TASK DATA |
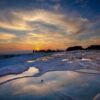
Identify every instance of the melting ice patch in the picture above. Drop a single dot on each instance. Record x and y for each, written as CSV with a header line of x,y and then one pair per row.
x,y
31,71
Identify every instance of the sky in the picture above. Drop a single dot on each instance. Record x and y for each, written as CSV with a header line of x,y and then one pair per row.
x,y
48,24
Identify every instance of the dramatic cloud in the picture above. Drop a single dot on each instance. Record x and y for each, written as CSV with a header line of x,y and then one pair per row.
x,y
6,36
48,24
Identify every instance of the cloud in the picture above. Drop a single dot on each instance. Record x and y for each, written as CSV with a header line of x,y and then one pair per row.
x,y
26,20
7,36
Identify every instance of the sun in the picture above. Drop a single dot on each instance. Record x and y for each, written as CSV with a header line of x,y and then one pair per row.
x,y
37,48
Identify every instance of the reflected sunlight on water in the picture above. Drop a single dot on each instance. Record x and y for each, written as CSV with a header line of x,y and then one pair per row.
x,y
55,85
29,72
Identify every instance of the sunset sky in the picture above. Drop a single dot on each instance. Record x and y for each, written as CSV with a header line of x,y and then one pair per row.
x,y
48,24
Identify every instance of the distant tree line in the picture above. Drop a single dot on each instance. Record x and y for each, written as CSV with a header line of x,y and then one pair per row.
x,y
92,47
47,51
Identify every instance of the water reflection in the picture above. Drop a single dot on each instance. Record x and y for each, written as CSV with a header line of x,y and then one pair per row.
x,y
56,85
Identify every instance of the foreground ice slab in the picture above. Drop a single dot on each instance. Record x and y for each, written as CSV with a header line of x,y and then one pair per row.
x,y
56,85
31,71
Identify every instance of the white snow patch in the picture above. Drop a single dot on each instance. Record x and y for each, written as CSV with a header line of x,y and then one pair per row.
x,y
31,71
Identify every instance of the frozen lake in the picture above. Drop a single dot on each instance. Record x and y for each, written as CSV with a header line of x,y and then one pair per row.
x,y
56,76
56,85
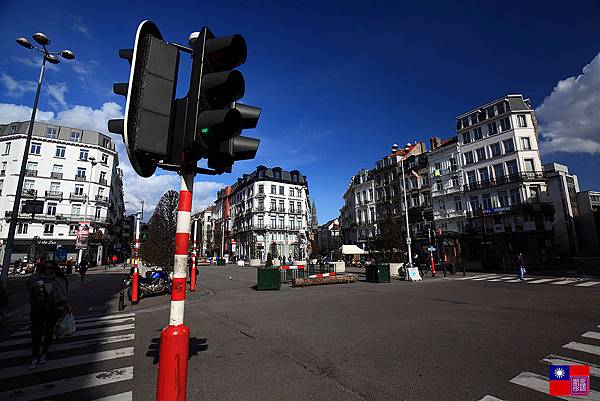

GIVEN EXERCISE |
Pull out every line above that contains the word "written", matching case exactly.

RESULT OF THIS EXERCISE |
Identify every instance of the melting ice patch in the picture above. Drop a single dot on each instance. Record x and y for each, written as CSV with a header line of x,y and then one pair per row.
Identify every instance of the sky in the picture above. Drop a single dot on each instance. Record x and y for each, written as CSV with a header line of x,y and then one pair per row.
Identify every instance of the dramatic cloud in the picture above. Drop a single dot on each instance. Record x and y for each, written as CSV with a header line of x,y and then one pair per row.
Identify every instance of the cloud in the picture above. Drop a single dot on each instance. Record x and y for each, written as CSV with a header line of x,y and then one pair per row.
Identify every instance of the sun in the picture above. Drop a single dot on each instance. Record x and y for each, written as CSV with a header line of x,y and then one pair per row.
Identify every instance of the reflected sunlight on water in the picture above. Drop a single dot on each instance. Record x and y for each, written as CSV with a header line of x,y and then one pair per row.
Identify every instance of the sunset sky in the picture above. Drop a single dot on each instance. Record x and y for each, written as CSV with a header line of x,y and then one pair per row.
Identify every instance of the distant tree line in the picture above. Drop a single dot on each instance. Record x and y for each, written as CSV with a header line of x,y and then one pair per row.
Identify every instance of the water reflection in the picture above. Drop a single dot on each instance. Record x and y for each, written as CSV with a header line of x,y and then one pair per row.
Identify every instance of the foreground ice slab in the picture above. Drop a single dot on each instance. Record x and y for each, written as CSV with a header line of x,y and then one pair per row.
Identify every instance of the white snow patch in the picture above. Drop a single dot on each instance. Record x and y for each, written as CSV with a header line of x,y and then one pair per row.
Identify every instance of the frozen lake in the picture above. Drop a single dot on each instance. Record x and y for each, written as CSV with a header line of x,y and then one pair per row.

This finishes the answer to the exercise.